┌──

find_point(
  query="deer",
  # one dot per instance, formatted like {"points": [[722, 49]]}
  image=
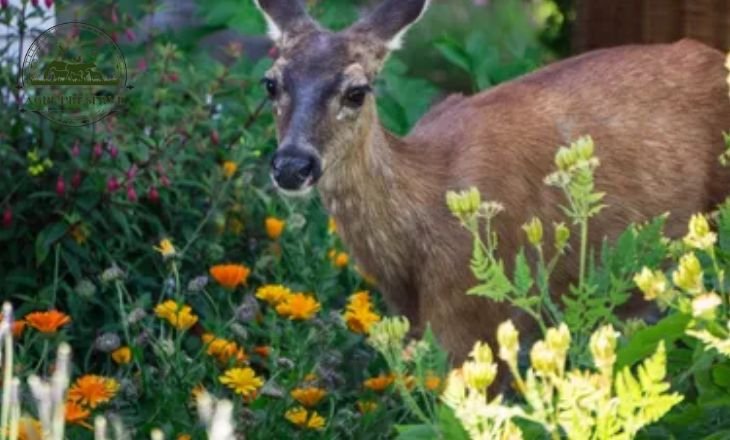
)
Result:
{"points": [[656, 114]]}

└──

Objective
Please copy the records above word for word, leaving out the pictures.

Written solution
find_point(
  query="deer",
  # one dot per instance, formatted like {"points": [[722, 49]]}
  image=
)
Result:
{"points": [[656, 114]]}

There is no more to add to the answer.